TESTO MOSTRATO
= = = =

Se i teatri non interessano alla politica

L’articolo pubblicato su Repubblica Palermo.

Tutto è più difficile quando in una città come Palermo, in una terra come la Sicilia, si avvicinano le elezioni. Perché nell’attesa del momento cruciale del voto – l’appuntamento elettorale è ontologicamente compreso nella categoria di “cose in divenire” – non si trova nulla di meglio da fare che rallentare, diluire, fermarsi. In un raro momento di comunità d’intenti la politica e la burocrazia tendono a spegnere i motori, da un lato per una sorta di indolenza da ultimo di giorno di scuola, dall’altro per non concedere vantaggi a chi arriverà.

Il caso più eclatante scaturito da questa pericolosa miscela di immobilismo e menefreghismo è quello della cultura. L’esempio dei teatri cittadini affamati da una guerra tra bande nei palazzi della politica è cruciale. In questi casi l’imperativo politico è quello di prendere decisioni soltanto quando non ci sono più alternative. Attenzione, questa logica non è nuova e non l’hanno inventata a Palermo: ne ha parlato lo scorso anno Alessandro Baricco quando ha tratteggiato i limiti della cosiddetta “intelligenza novecentesca”. “Se io sbaglio una serie di gesti, arriverà un momento in cui fare una cosa sbagliata sarà l’unica cosa giusta da fare”, ha scritto. “L’intelligenza novecentesca non trova soluzioni che non siano obbligate perché quel che sta giocando è un suo finale di partita, la posizione dei pezzi è da tempo determinata da strategie decise nel secolo scorso, i pezzi persi non si possono più recuperare”.

= = = =

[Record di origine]
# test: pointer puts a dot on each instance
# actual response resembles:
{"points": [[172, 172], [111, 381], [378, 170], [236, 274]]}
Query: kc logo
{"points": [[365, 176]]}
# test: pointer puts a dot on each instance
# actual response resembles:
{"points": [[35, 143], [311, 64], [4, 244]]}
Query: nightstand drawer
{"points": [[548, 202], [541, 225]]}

= = = =

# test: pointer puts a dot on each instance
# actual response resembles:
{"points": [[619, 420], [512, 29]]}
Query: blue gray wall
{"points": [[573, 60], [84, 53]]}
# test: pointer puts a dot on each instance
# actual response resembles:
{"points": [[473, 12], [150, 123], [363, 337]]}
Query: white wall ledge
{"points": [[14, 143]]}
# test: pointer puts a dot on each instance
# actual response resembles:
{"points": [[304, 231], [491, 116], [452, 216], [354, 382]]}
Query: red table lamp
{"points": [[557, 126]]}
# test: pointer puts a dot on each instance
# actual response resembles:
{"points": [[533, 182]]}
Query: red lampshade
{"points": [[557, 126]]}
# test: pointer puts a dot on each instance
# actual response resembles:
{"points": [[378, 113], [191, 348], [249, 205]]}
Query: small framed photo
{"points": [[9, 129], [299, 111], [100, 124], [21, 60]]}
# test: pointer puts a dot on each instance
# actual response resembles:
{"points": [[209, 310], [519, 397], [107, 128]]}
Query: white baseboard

= = = =

COSA SI CHIEDE
1 > Aggiorna l'articolo sui teatri e la politica in tutto ciò che va da "L’articolo pubblicato su" giù fino a "a chi arriverà.", sostituendo "elezioni" con "consultazioni".
2 > Calcola quante righe dei record contengono la stringa "wall" e rispondi soltanto con il numero.

RISPOSTE AI COMPITI
1 >
L’articolo pubblicato su Repubblica Palermo.

Tutto è più difficile quando in una città come Palermo, in una terra come la Sicilia, si avvicinano le consultazioni. Perché nell’attesa del momento cruciale del voto – l’appuntamento elettorale è ontologicamente compreso nella categoria di “cose in divenire” – non si trova nulla di meglio da fare che rallentare, diluire, fermarsi. In un raro momento di comunità d’intenti la politica e la burocrazia tendono a spegnere i motori, da un lato per una sorta di indolenza da ultimo di giorno di scuola, dall’altro per non concedere vantaggi a chi arriverà.

2 > 2